- _Document section_:
What motivated you to write a biography of Amílcar Cabral in the 21st century?
When I wrote the first version of the biography on Cabral, I was in Portugal, and I wrote the book in Portuguese. The introduction is different from the one in English. I don’t see Amílcar Cabral: the life of a reluctant nationalist (2020) as a translation. I prefer to say that it is the English version of the book that was written in Portuguese. When I started working on this book project in the early 2000s nobody, at least from my generation, was talking about Cabral in Portugal.
But Cabral, his generation and all the people fighting for the independence and liberation of Africa were students in Lisbon. Most of them lived in Lisbon. Cabral was married to a Portuguese. So he was pretty much part of the debate about blackness in Europe, and blackness in Portugal as a student. When I started writing about Cabral in Portuguese (O Fazedor de Utopias – Uma Biografia de Amílcar Cabral (2007) I was just trying to understand, as a black man, how to think through and engage with Cabral and his struggle in the context of race, not so much that of independence, which is the kind of stuff I became interested in after I went to the United States and did my PhD at Columbia University. I was trying to understand, the place of race and blackness in Lisbon in the context of black Portuguese or African immigrants.

- _Dataset rows_:

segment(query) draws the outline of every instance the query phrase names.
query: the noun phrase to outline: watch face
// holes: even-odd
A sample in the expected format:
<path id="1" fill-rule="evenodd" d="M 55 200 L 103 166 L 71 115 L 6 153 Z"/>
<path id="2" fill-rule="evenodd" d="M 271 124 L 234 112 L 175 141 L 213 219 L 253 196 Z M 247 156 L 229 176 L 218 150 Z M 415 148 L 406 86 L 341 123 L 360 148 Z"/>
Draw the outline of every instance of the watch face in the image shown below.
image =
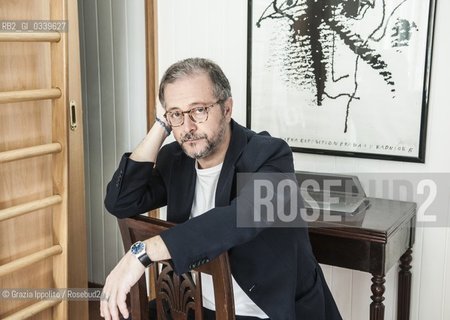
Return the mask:
<path id="1" fill-rule="evenodd" d="M 145 244 L 141 241 L 136 242 L 131 246 L 131 253 L 136 255 L 141 253 L 143 250 L 145 250 Z"/>

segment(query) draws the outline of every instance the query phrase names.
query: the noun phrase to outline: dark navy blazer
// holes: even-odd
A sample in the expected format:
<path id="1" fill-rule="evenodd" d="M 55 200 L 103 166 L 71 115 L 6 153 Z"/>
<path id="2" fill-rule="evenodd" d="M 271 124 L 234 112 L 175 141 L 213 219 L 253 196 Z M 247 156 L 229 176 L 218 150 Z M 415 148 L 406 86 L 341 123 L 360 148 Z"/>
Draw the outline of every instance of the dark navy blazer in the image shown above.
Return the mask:
<path id="1" fill-rule="evenodd" d="M 237 227 L 251 204 L 238 190 L 241 172 L 294 173 L 292 152 L 281 139 L 256 134 L 232 121 L 232 137 L 216 190 L 216 207 L 189 219 L 195 191 L 195 160 L 177 142 L 156 160 L 135 162 L 124 155 L 107 187 L 105 206 L 118 218 L 167 205 L 179 223 L 161 235 L 177 273 L 228 251 L 233 277 L 270 319 L 342 319 L 311 250 L 306 227 Z M 242 191 L 242 194 L 241 194 Z"/>

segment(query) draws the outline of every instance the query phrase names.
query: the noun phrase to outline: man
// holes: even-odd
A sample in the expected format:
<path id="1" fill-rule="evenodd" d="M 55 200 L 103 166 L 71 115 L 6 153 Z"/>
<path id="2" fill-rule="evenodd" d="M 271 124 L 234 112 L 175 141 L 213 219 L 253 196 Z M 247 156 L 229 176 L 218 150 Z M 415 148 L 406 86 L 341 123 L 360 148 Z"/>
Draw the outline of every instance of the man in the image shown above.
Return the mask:
<path id="1" fill-rule="evenodd" d="M 172 259 L 175 271 L 184 273 L 228 251 L 238 319 L 341 319 L 306 228 L 270 221 L 238 226 L 239 215 L 251 220 L 254 214 L 253 189 L 239 187 L 238 174 L 292 176 L 288 145 L 232 120 L 230 84 L 212 61 L 172 65 L 159 99 L 164 110 L 122 158 L 105 205 L 119 218 L 167 205 L 167 219 L 179 224 L 126 253 L 106 279 L 101 315 L 128 317 L 126 294 L 151 261 Z M 171 130 L 176 142 L 161 148 Z M 214 310 L 208 286 L 203 282 L 204 306 Z"/>

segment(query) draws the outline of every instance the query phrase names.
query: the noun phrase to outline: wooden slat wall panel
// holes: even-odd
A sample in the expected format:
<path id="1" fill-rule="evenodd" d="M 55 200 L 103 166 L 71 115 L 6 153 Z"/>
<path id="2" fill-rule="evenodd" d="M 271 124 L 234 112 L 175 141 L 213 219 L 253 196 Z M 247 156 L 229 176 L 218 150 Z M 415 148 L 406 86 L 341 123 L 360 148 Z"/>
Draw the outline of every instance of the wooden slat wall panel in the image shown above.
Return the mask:
<path id="1" fill-rule="evenodd" d="M 0 20 L 67 20 L 66 3 L 65 0 L 5 0 L 0 3 Z M 45 37 L 39 36 L 39 40 Z M 16 153 L 19 158 L 6 159 L 8 162 L 0 165 L 0 210 L 60 195 L 52 206 L 9 216 L 0 222 L 3 267 L 0 288 L 67 288 L 68 285 L 67 37 L 67 33 L 61 33 L 57 37 L 59 41 L 54 41 L 56 38 L 52 36 L 55 39 L 50 44 L 35 43 L 30 42 L 34 37 L 28 34 L 27 39 L 0 43 L 0 152 L 8 157 L 14 153 L 8 152 L 13 150 L 52 143 L 61 149 L 51 155 L 35 154 L 26 159 L 19 159 L 19 152 Z M 3 35 L 0 40 L 11 40 L 7 38 L 8 35 Z M 34 94 L 50 88 L 56 88 L 49 91 L 52 97 L 39 98 Z M 55 249 L 54 254 L 43 258 L 42 254 L 49 248 Z M 29 263 L 32 264 L 26 266 Z M 0 304 L 0 318 L 15 316 L 30 305 L 27 300 L 8 302 Z M 39 308 L 40 312 L 34 310 L 32 313 L 25 310 L 24 314 L 32 319 L 66 319 L 67 301 L 58 302 L 54 308 Z"/>
<path id="2" fill-rule="evenodd" d="M 48 1 L 2 1 L 0 19 L 48 19 L 48 6 Z M 0 91 L 50 88 L 50 65 L 49 44 L 0 44 Z M 0 105 L 0 151 L 51 143 L 51 111 L 50 101 Z M 48 197 L 52 188 L 51 156 L 0 165 L 0 209 Z M 0 222 L 0 263 L 52 246 L 51 235 L 51 208 Z M 0 278 L 1 288 L 52 286 L 51 259 Z M 25 300 L 1 303 L 0 318 L 26 304 Z M 47 310 L 33 319 L 49 319 L 51 314 Z"/>
<path id="3" fill-rule="evenodd" d="M 84 5 L 95 7 L 95 4 L 88 4 L 90 0 L 85 0 Z M 133 1 L 133 5 L 138 1 Z M 130 1 L 128 2 L 130 3 Z M 245 87 L 246 87 L 246 45 L 247 38 L 247 2 L 240 0 L 232 1 L 195 1 L 189 3 L 184 0 L 164 0 L 158 2 L 158 17 L 159 17 L 159 74 L 174 61 L 189 57 L 189 56 L 204 56 L 216 60 L 225 70 L 230 78 L 234 98 L 234 118 L 240 123 L 245 123 Z M 114 4 L 113 4 L 114 7 Z M 86 9 L 86 8 L 85 8 Z M 130 5 L 127 4 L 127 9 Z M 436 34 L 433 57 L 433 72 L 432 72 L 432 89 L 431 89 L 431 104 L 429 114 L 429 133 L 427 142 L 427 159 L 426 164 L 405 164 L 392 161 L 376 161 L 366 159 L 343 159 L 331 156 L 318 156 L 310 154 L 294 154 L 296 168 L 301 170 L 324 171 L 324 172 L 405 172 L 405 171 L 430 171 L 430 172 L 450 172 L 450 151 L 442 148 L 448 144 L 448 119 L 450 111 L 448 106 L 448 85 L 450 82 L 450 74 L 448 73 L 449 62 L 447 57 L 450 56 L 450 43 L 447 40 L 446 30 L 449 29 L 450 20 L 446 18 L 446 12 L 450 11 L 450 2 L 438 1 L 438 12 L 436 18 Z M 113 11 L 114 12 L 114 11 Z M 86 15 L 92 15 L 92 12 L 85 10 L 84 21 L 86 28 L 86 39 L 97 37 L 97 34 L 90 34 L 92 31 L 96 32 L 96 17 L 90 16 L 92 20 L 87 19 Z M 98 12 L 95 11 L 95 15 Z M 101 13 L 100 13 L 101 14 Z M 130 12 L 127 12 L 130 16 Z M 138 15 L 136 15 L 138 16 Z M 232 23 L 230 23 L 232 21 Z M 127 26 L 130 26 L 134 21 L 127 21 Z M 189 28 L 180 28 L 180 26 L 188 25 Z M 208 26 L 205 28 L 205 26 Z M 128 31 L 129 32 L 129 31 Z M 89 33 L 89 34 L 88 34 Z M 170 40 L 169 40 L 170 39 Z M 95 51 L 96 43 L 86 45 L 86 52 L 88 50 Z M 87 44 L 87 43 L 86 43 Z M 139 65 L 138 62 L 132 61 L 135 57 L 135 44 L 128 40 L 128 61 L 124 62 L 128 66 Z M 139 53 L 140 54 L 140 53 Z M 97 62 L 98 52 L 95 56 L 89 57 L 87 66 L 93 66 L 92 63 Z M 438 65 L 438 68 L 434 66 Z M 96 71 L 88 71 L 95 73 L 98 71 L 98 63 L 96 64 Z M 116 67 L 117 68 L 117 67 Z M 86 67 L 86 70 L 88 68 Z M 133 92 L 135 86 L 133 79 L 135 74 L 129 70 L 129 88 Z M 95 75 L 88 77 L 89 84 L 95 87 Z M 115 86 L 118 90 L 118 86 Z M 92 89 L 96 90 L 98 96 L 98 87 Z M 133 96 L 135 96 L 133 94 Z M 132 97 L 130 96 L 130 99 Z M 95 105 L 95 97 L 90 101 L 90 106 Z M 131 101 L 131 100 L 130 100 Z M 137 107 L 136 103 L 129 103 L 133 107 Z M 104 106 L 102 106 L 105 108 Z M 117 108 L 117 105 L 116 105 Z M 105 109 L 103 109 L 105 110 Z M 130 109 L 134 112 L 131 115 L 139 114 L 137 109 Z M 144 113 L 141 113 L 143 115 Z M 116 118 L 117 123 L 121 122 Z M 130 121 L 132 122 L 131 118 Z M 128 124 L 127 124 L 128 125 Z M 134 127 L 135 128 L 135 127 Z M 132 132 L 132 126 L 127 127 L 125 132 Z M 119 138 L 116 137 L 117 142 Z M 133 135 L 130 138 L 134 141 Z M 132 143 L 131 143 L 132 144 Z M 90 150 L 96 150 L 90 148 Z M 119 150 L 117 150 L 119 154 Z M 100 156 L 99 156 L 100 157 Z M 117 159 L 116 159 L 117 160 Z M 91 166 L 96 166 L 94 162 L 90 162 Z M 94 171 L 94 168 L 91 169 Z M 91 188 L 94 185 L 91 185 Z M 102 186 L 103 187 L 103 186 Z M 103 189 L 102 189 L 103 190 Z M 91 189 L 91 194 L 94 195 L 97 191 Z M 102 196 L 98 196 L 100 202 Z M 98 205 L 101 207 L 101 204 Z M 445 210 L 448 212 L 447 206 Z M 100 209 L 101 210 L 101 209 Z M 98 210 L 90 210 L 91 218 L 94 215 L 102 215 Z M 94 223 L 95 222 L 95 223 Z M 92 221 L 91 230 L 93 234 L 93 245 L 103 244 L 103 220 Z M 447 302 L 450 297 L 450 232 L 446 231 L 446 236 L 440 232 L 433 232 L 433 229 L 426 231 L 426 229 L 418 229 L 416 244 L 413 251 L 413 292 L 412 292 L 412 306 L 411 319 L 432 319 L 430 314 L 436 315 L 436 320 L 445 320 L 450 318 L 450 307 Z M 101 251 L 99 252 L 101 254 Z M 439 258 L 440 266 L 433 266 L 436 262 L 434 258 Z M 101 257 L 98 258 L 98 263 L 92 265 L 93 273 L 102 266 Z M 100 267 L 101 268 L 101 267 Z M 368 318 L 369 303 L 370 303 L 370 275 L 357 271 L 350 270 L 334 270 L 335 268 L 326 267 L 325 274 L 328 282 L 331 284 L 333 292 L 338 295 L 342 292 L 351 293 L 350 298 L 339 297 L 339 307 L 345 314 L 345 319 L 361 320 Z M 99 274 L 102 271 L 99 272 Z M 391 270 L 388 273 L 389 281 L 397 279 L 396 270 Z M 103 277 L 96 278 L 98 281 L 103 281 Z M 96 280 L 91 278 L 91 280 Z M 350 283 L 344 279 L 351 279 Z M 424 288 L 427 290 L 424 290 Z M 428 290 L 436 290 L 430 293 Z M 386 288 L 386 319 L 392 319 L 396 308 L 396 287 L 388 286 Z M 436 301 L 436 302 L 435 302 Z M 434 319 L 434 318 L 433 318 Z"/>

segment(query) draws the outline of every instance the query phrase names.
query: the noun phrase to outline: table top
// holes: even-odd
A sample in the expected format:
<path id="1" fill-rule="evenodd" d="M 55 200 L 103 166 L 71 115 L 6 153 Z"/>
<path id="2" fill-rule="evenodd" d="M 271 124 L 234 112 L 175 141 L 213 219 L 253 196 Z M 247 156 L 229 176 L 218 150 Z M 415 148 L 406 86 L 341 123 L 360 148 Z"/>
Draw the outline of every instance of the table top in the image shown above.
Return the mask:
<path id="1" fill-rule="evenodd" d="M 370 197 L 367 200 L 369 206 L 354 215 L 321 212 L 319 221 L 309 223 L 310 232 L 386 241 L 399 227 L 415 219 L 414 202 Z M 330 217 L 340 221 L 330 221 Z"/>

- _Complete the following_:
1. In the interview about the Cabral biography, switch "Portugal" to "Lisbon" in the passage that begins at the words "When I wrote" and stops after "Cabral in Portugal.", then give that passage with the change made.
2. Reproduce the listing exactly from its first line through the line that contains "145 244 L 141", including that line. Leave the picture out of your answer.
The listing is unrelated to the interview about the Cabral biography.

- _Responses for each task_:
1.
When I wrote the first version of the biography on Cabral, I was in Lisbon, and I wrote the book in Portuguese. The introduction is different from the one in English. I don’t see Amílcar Cabral: the life of a reluctant nationalist (2020) as a translation. I prefer to say that it is the English version of the book that was written in Portuguese. When I started working on this book project in the early 2000s nobody, at least from my generation, was talking about Cabral in Lisbon.

2.
segment(query) draws the outline of every instance the query phrase names.
query: the noun phrase to outline: watch face
// holes: even-odd
A sample in the expected format:
<path id="1" fill-rule="evenodd" d="M 55 200 L 103 166 L 71 115 L 6 153 Z"/>
<path id="2" fill-rule="evenodd" d="M 271 124 L 234 112 L 175 141 L 213 219 L 253 196 Z M 247 156 L 229 176 L 218 150 Z M 415 148 L 406 86 L 341 123 L 360 148 Z"/>
Draw the outline of every instance of the watch face in the image shown below.
image =
Return the mask:
<path id="1" fill-rule="evenodd" d="M 145 244 L 141 241 L 136 242 L 131 246 L 131 253 L 136 255 L 141 253 L 143 250 L 145 250 Z"/>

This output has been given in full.